··· READING PASSAGE
Many system implementations sticked to a 32-bit operation of R4k
processors, though, possibly because of a few intriguing processor errata
in early silicon revisions that hurt badly certain 64-bit operations.
This might have created an illusion these processors were 32-bit.
--
+ Maciej W. Rozycki, Technical University of Gdansk, Poland +
+--------------------------------------------------------------+
+ e-mail: [email protected], PGP key available +
On Wed, 16 Oct 2002, jw schultz wrote:
> OK. I guess i'm wrong. It may be that the hardware was
> locked into 32bit mode. The development period was a couple
> of years so we were running on essentially 89-90 tech with a
> faster clock.
I'm not sure if you can lock a MIPS system into the 32-bit mode at all,
certainly not the processor -- it always runs with 64-bit operations
enabled when in the kernel mode (for the user and supervisor modes it's
selectable), though you may disable 64-bit addressing. A system may be
incapable of 64-bit operation if its system controller doesn't support
doubleword transfers on the host bus, but I'm not sure if it's possible to
force an R4k CPU to only use 32-bit transfers for cache fills and
writebacks. Probably not. So that's really the matter of software only.
--
+ Maciej W. Rozycki, Technical University of Gdansk, Poland +
+--------------------------------------------------------------+
+ e-mail: [email protected], PGP key available +
On Wed, Oct 16, 2002 at 05:20:15PM +0900, Miles Bader wrote:
> jw schultz <[email protected]> writes:
> > i distinctly remember the working with the newest R400x in 1993 which
> > was still 32bit. I know MIPS went to 64bit sometime not too long
> > after that (mid 90's?) but by then Alpha and Sparc had beaten them to
> > the punch.
······
__EXERCISE INSTRUCTIONS__.
(1) According to the email thread, in which mode does the R4k processor always run with 64-bit operations enabled?
(2) Print the email thread from "Many system implementations" up to and including "certain 64-bit operations.".
The lines that come next are taken from a separate source.
··· DATA LISTING
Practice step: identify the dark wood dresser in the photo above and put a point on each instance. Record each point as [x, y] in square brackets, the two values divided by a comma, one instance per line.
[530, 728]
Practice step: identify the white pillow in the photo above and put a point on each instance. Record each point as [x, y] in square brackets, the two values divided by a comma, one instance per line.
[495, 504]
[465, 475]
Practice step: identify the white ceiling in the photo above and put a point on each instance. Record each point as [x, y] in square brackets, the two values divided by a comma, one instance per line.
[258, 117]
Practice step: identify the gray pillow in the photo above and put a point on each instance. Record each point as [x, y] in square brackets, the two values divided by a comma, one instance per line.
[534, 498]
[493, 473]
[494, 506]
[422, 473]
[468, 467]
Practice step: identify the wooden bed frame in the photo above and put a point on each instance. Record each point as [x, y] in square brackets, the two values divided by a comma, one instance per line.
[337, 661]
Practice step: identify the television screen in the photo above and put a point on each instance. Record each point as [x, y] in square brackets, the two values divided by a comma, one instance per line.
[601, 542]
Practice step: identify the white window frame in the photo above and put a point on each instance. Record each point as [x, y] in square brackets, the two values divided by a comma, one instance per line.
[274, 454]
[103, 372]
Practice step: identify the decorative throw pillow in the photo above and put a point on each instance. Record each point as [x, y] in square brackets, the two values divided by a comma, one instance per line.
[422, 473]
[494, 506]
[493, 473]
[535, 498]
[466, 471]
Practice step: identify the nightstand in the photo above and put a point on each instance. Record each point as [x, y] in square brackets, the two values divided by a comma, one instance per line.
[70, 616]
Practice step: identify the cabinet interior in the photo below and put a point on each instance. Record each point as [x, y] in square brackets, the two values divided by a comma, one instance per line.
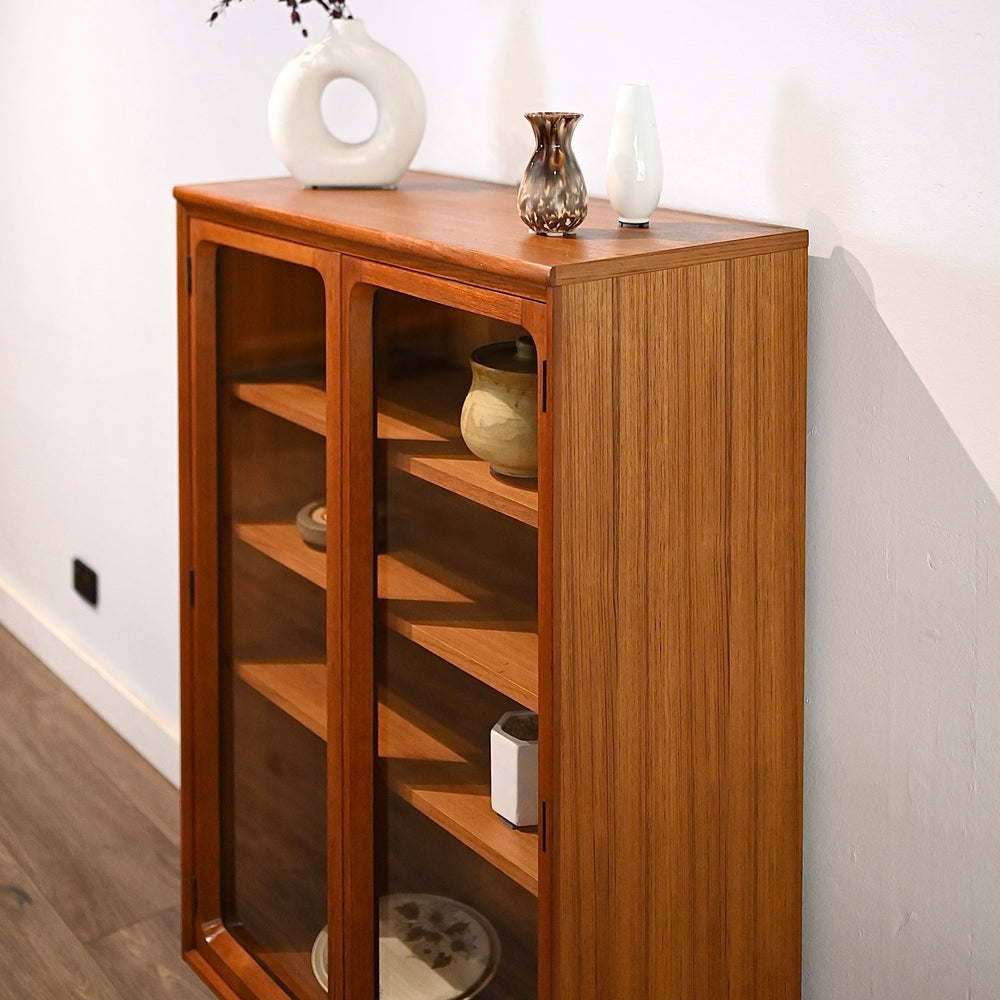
[456, 640]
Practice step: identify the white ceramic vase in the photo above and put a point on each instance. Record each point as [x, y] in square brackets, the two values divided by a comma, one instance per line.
[309, 150]
[635, 160]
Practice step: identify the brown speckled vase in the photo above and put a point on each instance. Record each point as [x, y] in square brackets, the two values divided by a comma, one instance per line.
[552, 198]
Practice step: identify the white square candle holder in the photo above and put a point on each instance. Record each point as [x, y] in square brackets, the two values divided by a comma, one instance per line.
[514, 768]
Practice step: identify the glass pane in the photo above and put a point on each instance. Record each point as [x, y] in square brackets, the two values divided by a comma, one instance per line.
[456, 650]
[271, 335]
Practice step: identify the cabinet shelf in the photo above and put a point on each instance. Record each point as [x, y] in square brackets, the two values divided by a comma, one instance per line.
[433, 450]
[467, 627]
[439, 772]
[303, 403]
[418, 444]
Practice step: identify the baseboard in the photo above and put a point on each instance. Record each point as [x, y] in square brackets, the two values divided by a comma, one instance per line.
[134, 721]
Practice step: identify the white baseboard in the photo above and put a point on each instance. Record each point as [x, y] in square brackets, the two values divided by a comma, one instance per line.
[133, 720]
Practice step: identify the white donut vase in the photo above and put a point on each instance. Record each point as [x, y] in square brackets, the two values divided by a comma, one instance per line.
[313, 155]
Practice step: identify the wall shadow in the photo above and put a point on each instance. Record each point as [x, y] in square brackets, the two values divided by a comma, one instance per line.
[518, 87]
[902, 752]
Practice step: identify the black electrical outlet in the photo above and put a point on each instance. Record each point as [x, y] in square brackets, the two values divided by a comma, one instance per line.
[85, 581]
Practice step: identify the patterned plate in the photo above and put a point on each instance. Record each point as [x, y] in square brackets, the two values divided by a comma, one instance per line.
[430, 948]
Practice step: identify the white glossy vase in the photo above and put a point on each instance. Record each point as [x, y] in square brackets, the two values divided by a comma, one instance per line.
[313, 155]
[635, 160]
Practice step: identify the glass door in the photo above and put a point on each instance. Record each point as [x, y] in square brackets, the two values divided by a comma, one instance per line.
[271, 319]
[455, 652]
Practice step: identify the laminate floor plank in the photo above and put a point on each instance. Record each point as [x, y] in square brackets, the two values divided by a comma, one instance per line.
[39, 955]
[77, 836]
[144, 960]
[89, 855]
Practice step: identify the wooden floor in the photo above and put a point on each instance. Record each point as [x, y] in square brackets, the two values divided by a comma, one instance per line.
[89, 852]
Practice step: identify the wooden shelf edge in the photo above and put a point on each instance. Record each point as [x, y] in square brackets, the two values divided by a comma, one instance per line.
[302, 403]
[502, 654]
[431, 776]
[468, 816]
[298, 689]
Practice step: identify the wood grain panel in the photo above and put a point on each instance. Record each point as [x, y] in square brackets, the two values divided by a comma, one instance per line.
[426, 223]
[678, 675]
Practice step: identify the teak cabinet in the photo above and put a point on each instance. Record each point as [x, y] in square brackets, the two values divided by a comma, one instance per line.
[644, 596]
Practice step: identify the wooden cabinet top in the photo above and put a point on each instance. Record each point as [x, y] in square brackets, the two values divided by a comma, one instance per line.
[455, 226]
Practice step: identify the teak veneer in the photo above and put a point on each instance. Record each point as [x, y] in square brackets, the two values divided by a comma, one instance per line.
[644, 595]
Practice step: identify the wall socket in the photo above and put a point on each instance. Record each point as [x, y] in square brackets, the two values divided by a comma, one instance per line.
[85, 582]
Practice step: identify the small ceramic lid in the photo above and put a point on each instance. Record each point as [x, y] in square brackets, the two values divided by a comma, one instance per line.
[509, 356]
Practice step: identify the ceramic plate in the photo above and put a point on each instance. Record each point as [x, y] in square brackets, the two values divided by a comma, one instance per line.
[319, 957]
[430, 948]
[433, 948]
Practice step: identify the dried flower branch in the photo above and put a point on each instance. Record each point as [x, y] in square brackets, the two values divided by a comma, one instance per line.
[335, 8]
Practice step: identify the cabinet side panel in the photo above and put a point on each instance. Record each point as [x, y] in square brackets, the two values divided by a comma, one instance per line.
[641, 455]
[678, 633]
[764, 780]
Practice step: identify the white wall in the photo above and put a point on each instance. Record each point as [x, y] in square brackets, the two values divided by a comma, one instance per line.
[876, 128]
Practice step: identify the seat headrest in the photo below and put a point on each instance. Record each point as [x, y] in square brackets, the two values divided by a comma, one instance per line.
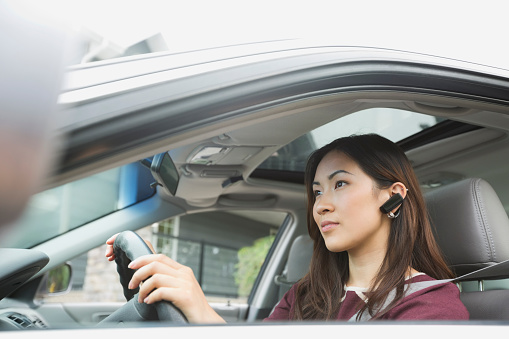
[470, 225]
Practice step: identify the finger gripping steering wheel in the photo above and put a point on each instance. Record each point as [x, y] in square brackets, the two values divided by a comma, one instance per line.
[128, 246]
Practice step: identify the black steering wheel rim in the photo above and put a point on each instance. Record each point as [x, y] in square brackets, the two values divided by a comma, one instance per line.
[128, 246]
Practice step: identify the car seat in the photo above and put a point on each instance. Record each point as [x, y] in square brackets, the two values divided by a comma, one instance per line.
[472, 230]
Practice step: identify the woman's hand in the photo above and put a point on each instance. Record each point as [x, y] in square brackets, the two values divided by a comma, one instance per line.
[161, 278]
[109, 248]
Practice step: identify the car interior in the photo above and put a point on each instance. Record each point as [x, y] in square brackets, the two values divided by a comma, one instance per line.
[213, 191]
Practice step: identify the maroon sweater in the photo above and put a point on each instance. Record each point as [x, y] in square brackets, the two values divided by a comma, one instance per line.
[439, 302]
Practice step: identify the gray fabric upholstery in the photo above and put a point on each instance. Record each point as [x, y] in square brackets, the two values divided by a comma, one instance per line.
[471, 225]
[297, 264]
[487, 305]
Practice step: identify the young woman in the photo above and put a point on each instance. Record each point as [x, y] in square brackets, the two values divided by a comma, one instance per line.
[366, 264]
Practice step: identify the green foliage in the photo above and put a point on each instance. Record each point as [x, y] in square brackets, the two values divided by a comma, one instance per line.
[251, 259]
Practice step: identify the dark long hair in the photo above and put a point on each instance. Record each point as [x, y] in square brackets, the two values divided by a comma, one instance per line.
[410, 244]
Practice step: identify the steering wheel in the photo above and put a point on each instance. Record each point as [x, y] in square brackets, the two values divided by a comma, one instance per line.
[127, 247]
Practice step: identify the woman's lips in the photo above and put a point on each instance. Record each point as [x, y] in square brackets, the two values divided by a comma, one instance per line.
[328, 225]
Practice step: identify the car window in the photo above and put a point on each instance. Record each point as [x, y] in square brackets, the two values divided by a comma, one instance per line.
[69, 206]
[225, 250]
[382, 121]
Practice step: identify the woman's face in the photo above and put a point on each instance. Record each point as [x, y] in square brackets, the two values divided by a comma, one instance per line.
[346, 207]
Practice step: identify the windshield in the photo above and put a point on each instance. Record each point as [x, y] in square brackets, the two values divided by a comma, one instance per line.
[394, 124]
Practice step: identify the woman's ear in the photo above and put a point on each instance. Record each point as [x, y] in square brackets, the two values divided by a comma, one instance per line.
[397, 193]
[398, 187]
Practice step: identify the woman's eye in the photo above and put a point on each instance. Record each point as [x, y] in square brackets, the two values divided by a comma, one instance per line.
[340, 184]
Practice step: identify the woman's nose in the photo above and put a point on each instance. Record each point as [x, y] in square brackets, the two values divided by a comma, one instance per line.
[324, 204]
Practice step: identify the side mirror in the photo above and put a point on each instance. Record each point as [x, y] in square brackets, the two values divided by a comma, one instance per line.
[164, 171]
[58, 281]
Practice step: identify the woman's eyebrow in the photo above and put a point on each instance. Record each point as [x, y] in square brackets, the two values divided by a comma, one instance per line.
[332, 176]
[337, 172]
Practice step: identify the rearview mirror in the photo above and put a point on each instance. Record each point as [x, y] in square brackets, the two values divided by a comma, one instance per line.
[164, 171]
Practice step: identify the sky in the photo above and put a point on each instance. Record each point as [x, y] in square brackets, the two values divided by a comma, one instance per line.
[465, 30]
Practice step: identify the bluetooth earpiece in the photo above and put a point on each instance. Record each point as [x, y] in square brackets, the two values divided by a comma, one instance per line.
[391, 204]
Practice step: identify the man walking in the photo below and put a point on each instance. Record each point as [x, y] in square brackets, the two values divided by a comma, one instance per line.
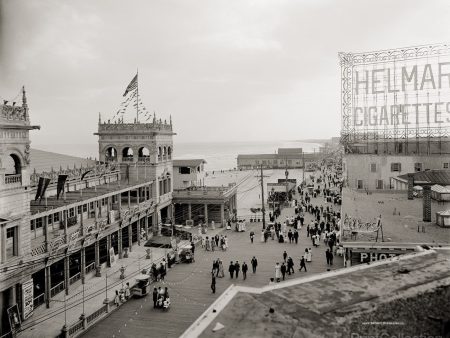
······
__REPLIES__.
(1) Kernel mode.

(2)
Many system implementations sticked to a 32-bit operation of R4k
processors, though, possibly because of a few intriguing processor errata
in early silicon revisions that hurt badly certain 64-bit operations.